# Fliegenfischerkurs / Wurftechnik



## Trouthunter (20. März 2006)

Nabend zusammen
Da ich mit dem Fliegenfischen auf Mefo anfangen will
und nicht immer nur Blech schmeißen will würde Ich gerne 
irgendwo möglichst HH einen Kurs belegen.
Wurftechnik / Köderwahl / Schnüre

Hat jemand nee Idee

Gruß Andi#h


----------



## Stingray (20. März 2006)

*AW: Fliegenfischerkurs / Wurftechnik*

E-Mail: Lothar.Hennig@web.de 

Der macht seine Kurse bei der Alsterkrugchaussee. Und ist ein Spitzenwedler #6 . Frag mal an.

Gruß Thomas


----------



## marioschreiber (20. März 2006)

*AW: Fliegenfischerkurs / Wurftechnik*

Kalles Angelshop
Ich kann aber nicht sagen ob der Kurs was taugt !
Ist aber speziell für Meerforelle möglich.


----------



## Ingo Dege (21. März 2006)

*AW: Fliegenfischerkurs / Wurftechnik*

... und in Lübeck gibts noch Flyfishing Bemba!


----------



## Trouthunter (21. März 2006)

*AW: Fliegenfischerkurs / Wurftechnik*

Danke für Eure Tipps

Werde gleich mal Kontakt aufnehmen.

Gruß Andi#h


----------



## gofishing (21. März 2006)

*AW: Fliegenfischerkurs / Wurftechnik*

Direkt in Hamburg fällt mir nur "der" ein.

> [DATENAUFLISTUNG]:
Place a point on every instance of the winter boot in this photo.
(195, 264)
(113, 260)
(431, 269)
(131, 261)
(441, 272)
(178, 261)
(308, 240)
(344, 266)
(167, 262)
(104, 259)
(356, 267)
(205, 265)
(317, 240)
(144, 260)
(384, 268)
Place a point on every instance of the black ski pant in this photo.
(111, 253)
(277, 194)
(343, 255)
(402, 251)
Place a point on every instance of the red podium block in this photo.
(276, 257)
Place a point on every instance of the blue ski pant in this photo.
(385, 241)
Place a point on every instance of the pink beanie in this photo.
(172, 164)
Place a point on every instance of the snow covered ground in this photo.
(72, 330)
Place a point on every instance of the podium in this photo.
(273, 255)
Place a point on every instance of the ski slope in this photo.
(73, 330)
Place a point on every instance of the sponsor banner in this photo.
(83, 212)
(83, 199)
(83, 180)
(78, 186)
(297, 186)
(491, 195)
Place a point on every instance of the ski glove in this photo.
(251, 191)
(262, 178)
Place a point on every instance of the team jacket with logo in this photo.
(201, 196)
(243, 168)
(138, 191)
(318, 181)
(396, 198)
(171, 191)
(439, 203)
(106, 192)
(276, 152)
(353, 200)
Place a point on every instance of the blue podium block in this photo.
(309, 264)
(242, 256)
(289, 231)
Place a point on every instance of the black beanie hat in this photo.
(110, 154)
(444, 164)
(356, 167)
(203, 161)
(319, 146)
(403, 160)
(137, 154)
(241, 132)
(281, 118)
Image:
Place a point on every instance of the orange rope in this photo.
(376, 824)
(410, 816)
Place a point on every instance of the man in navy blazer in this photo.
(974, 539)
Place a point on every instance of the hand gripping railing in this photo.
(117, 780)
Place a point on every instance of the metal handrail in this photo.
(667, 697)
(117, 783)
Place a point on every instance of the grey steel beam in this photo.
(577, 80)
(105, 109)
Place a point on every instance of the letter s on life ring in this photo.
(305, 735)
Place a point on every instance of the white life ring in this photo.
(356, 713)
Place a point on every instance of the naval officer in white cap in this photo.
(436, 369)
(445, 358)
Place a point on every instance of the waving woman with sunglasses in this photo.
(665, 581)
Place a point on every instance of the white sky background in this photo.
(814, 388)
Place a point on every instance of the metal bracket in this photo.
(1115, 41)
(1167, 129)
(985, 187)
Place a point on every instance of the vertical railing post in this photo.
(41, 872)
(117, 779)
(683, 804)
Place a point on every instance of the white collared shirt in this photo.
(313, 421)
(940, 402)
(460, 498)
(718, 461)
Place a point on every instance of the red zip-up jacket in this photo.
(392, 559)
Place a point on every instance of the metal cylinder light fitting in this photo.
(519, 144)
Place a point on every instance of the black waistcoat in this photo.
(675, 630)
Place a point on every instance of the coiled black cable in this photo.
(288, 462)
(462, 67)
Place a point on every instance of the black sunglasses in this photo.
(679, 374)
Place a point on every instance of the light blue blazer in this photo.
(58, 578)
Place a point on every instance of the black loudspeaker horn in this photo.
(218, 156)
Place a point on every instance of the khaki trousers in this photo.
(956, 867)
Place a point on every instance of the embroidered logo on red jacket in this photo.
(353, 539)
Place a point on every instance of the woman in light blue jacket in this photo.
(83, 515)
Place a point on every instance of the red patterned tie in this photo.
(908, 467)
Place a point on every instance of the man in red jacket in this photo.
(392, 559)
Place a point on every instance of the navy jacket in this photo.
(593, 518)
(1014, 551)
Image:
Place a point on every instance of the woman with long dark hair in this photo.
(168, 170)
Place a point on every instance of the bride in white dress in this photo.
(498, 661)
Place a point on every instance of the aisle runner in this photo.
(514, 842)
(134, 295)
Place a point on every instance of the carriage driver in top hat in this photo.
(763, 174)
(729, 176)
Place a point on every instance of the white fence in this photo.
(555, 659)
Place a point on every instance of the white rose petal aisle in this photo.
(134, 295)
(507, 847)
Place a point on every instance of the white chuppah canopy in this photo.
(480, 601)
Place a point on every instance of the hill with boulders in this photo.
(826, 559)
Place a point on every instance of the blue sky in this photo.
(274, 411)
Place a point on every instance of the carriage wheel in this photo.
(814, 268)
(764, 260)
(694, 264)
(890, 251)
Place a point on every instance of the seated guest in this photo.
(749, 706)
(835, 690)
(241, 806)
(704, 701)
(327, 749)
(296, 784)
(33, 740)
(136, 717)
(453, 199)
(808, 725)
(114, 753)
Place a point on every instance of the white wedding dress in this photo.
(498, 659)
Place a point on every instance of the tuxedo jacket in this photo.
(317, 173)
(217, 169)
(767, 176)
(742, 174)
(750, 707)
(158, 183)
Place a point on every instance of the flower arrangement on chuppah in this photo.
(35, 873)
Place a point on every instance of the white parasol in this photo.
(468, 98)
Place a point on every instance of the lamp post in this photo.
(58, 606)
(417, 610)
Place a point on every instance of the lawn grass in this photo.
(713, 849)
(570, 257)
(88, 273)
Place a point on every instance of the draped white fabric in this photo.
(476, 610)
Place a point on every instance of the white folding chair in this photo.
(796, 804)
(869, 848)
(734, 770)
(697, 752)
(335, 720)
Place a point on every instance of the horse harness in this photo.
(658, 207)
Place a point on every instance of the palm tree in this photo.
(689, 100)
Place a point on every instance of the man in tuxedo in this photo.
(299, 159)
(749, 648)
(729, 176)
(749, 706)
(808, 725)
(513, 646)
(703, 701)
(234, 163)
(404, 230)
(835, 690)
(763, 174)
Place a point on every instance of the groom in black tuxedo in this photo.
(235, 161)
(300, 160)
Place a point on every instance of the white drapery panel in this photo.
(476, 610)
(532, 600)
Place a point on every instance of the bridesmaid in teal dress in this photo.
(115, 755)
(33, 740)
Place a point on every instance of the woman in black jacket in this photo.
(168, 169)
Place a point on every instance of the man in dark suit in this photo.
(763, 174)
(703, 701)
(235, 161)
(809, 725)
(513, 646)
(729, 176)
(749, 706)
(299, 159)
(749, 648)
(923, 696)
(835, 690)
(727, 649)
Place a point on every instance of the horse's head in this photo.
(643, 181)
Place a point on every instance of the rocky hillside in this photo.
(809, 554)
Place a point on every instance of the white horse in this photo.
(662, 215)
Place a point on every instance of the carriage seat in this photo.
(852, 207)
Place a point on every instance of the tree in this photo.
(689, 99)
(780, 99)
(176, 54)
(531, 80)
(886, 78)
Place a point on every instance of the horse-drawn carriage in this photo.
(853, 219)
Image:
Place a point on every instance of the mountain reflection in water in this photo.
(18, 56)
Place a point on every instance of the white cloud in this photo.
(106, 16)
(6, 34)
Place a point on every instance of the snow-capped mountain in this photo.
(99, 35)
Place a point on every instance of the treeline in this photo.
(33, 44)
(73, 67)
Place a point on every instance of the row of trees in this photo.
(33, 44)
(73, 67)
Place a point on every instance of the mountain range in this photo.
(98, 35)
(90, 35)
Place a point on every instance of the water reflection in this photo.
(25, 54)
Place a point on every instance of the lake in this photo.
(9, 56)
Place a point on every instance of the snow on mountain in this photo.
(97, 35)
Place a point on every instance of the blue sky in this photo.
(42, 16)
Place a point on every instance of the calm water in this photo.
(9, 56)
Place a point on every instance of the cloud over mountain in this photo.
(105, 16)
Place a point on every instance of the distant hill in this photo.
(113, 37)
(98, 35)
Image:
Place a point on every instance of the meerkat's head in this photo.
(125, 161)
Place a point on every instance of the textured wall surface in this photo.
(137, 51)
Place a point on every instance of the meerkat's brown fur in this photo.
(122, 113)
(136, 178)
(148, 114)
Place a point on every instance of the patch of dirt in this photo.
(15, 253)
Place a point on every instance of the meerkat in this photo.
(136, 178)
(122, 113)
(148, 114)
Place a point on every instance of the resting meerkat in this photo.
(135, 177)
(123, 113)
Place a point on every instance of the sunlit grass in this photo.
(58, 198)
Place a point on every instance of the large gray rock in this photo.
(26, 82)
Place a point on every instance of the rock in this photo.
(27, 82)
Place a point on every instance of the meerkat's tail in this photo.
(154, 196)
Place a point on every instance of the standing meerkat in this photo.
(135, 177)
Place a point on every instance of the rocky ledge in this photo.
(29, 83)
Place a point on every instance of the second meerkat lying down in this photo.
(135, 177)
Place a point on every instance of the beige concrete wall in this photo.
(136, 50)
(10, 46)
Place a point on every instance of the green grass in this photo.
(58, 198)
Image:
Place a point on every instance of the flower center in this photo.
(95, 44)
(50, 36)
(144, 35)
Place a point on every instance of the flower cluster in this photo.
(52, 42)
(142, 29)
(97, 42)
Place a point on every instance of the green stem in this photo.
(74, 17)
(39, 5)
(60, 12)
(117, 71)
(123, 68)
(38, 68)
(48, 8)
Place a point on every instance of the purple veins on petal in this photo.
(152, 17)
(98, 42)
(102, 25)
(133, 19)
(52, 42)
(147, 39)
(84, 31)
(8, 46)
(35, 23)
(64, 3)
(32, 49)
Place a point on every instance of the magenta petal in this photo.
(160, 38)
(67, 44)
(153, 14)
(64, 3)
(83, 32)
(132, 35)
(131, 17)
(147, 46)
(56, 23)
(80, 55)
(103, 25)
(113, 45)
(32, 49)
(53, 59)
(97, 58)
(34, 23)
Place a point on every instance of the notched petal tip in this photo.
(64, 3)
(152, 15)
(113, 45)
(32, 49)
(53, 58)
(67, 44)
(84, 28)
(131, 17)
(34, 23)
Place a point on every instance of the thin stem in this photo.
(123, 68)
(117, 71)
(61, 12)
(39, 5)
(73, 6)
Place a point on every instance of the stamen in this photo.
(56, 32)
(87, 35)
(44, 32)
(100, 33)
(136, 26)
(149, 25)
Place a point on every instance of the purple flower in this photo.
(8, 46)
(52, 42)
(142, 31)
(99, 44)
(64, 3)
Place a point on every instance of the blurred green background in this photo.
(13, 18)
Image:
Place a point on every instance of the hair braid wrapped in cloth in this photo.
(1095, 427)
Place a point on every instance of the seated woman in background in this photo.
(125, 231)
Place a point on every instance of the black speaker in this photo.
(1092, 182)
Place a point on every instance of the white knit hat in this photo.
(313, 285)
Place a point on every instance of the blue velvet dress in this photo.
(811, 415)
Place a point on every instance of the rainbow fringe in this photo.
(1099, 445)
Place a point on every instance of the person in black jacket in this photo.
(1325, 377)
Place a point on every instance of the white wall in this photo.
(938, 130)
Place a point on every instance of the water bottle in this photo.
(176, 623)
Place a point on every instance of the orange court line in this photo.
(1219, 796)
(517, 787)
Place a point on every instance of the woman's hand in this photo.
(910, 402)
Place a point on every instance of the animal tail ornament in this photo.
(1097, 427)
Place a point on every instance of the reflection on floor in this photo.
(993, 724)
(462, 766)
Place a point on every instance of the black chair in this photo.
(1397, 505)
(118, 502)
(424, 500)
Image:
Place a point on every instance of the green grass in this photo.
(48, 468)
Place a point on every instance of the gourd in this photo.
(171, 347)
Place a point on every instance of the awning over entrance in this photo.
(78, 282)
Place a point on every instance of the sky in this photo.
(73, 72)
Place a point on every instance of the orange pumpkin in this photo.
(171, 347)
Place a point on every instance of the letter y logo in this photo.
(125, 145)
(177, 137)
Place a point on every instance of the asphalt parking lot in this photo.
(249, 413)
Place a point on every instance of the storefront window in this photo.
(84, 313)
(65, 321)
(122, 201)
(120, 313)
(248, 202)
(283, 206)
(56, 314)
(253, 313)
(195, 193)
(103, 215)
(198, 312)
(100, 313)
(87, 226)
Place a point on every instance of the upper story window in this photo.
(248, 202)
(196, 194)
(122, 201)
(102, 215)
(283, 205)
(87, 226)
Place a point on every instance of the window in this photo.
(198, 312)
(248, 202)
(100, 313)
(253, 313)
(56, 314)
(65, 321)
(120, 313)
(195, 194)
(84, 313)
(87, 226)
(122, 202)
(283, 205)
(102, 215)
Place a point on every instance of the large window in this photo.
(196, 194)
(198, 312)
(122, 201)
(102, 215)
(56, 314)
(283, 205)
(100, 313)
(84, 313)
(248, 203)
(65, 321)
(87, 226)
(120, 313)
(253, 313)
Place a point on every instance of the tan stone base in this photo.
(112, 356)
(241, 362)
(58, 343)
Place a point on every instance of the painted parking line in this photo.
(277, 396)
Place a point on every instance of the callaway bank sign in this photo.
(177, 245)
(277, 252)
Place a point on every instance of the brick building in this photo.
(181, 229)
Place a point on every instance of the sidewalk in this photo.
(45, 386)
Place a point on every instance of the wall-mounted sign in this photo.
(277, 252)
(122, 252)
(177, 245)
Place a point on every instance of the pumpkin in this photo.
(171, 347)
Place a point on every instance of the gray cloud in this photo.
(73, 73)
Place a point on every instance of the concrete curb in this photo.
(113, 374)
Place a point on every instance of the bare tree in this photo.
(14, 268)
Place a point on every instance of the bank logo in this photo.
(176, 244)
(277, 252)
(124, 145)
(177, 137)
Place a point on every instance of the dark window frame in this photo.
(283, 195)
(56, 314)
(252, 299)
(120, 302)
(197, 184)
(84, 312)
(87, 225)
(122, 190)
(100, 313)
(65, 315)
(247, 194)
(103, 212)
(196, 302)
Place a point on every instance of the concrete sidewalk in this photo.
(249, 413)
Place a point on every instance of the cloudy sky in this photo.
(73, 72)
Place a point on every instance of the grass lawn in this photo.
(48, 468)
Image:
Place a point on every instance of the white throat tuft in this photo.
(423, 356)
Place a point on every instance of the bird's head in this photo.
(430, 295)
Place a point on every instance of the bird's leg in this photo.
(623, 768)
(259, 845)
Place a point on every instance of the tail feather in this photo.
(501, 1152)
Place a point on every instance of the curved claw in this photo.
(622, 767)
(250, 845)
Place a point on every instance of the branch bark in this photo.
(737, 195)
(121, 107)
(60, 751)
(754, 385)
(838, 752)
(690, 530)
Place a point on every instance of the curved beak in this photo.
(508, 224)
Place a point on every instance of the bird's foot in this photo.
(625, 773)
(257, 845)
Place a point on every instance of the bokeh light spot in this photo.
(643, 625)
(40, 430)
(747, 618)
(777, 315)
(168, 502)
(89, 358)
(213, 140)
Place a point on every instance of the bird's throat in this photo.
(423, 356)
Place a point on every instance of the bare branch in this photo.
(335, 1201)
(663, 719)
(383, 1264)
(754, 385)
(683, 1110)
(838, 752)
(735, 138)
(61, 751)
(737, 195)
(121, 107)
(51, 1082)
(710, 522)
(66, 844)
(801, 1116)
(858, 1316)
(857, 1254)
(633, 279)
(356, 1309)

> [KURZE AUFGABE 1]:
Beantworte anhand des Forumsthreads zum Fliegenfischerkurs die folgenden Fragen:
(a) Auf welchen Fisch möchte Trouthunter mit dem Fliegenfischen anfangen?
(b) Wo hält der von Stingray empfohlene Werfer laut dessen Beitrag seine Kurse ab?
(c) Welchen Anbieter in Lübeck nennt Ingo Dege?
> [KURZE AUFGABE 2]:
Setze den Forumsthread zum Fliegenfischerkurs nach dem letzten gezeigten Satz fort.

> [ERGEBNIS 1]:
(a) Auf Mefo (Meerforelle).
(b) Bei der Alsterkrugchaussee.
(c) Flyfishing Bemba.

> [ERGEBNIS 2]:
Kenne Ihn allerdings nicht.

PS. Stimmt der Laddar kann einmalig werfen, dafür ist aber alles andere wat man braucht um anderen etwas beizubringen "unter aller Kanone".


Gruß

Ralph


----------



## Trouthunter (21. März 2006)

*AW: Fliegenfischerkurs / Wurftechnik*

Danke auch Dir Gofishing denke in Howe
wäre nicht schlecht man muß ja auch selbst als Ü40 noch
immer dazulernen denn ausgelernt hat man meistens erst
wenn alles zu ende ist

Danke Gruß Andi


----------



## gofishing (21. März 2006)

*AW: Fliegenfischerkurs / Wurftechnik*

Kannst ja mal berichten wie es dort war.#6 

TL

Ralph


----------



## Stingray (21. März 2006)

*AW: Fliegenfischerkurs / Wurftechnik*



			
				gofishing schrieb:
			
		

> Direkt in Hamburg fällt mir nur "der" ein.
> Kenne Ihn allerdings nicht.
> 
> PS. Stimmt der Laddar kann einmalig werfen, dafür ist aber alles andere wat man braucht um anderen etwas beizubringen "unter aller Kanone".
> ...


 
Also direkt in Hamburg macht das wohl eher Lothar Hennig ! Dein PS verstehe ich irgentwie nicht #g ?

Gruß Thomas


----------



## tupfenfan (20. Januar 2008)

*AW: Fliegenfischerkurs / Wurftechnik*

anfang märz werd ich ( als assistent ) zusammen mit "angelcoach" udo riechmann einen tageskurs am neckar veranstalten. 

in kirchentellinsfurt ( das ist zwischen tübingen und reutlingen ) haben wir letztes jahr schon zwei kurse abgehalten.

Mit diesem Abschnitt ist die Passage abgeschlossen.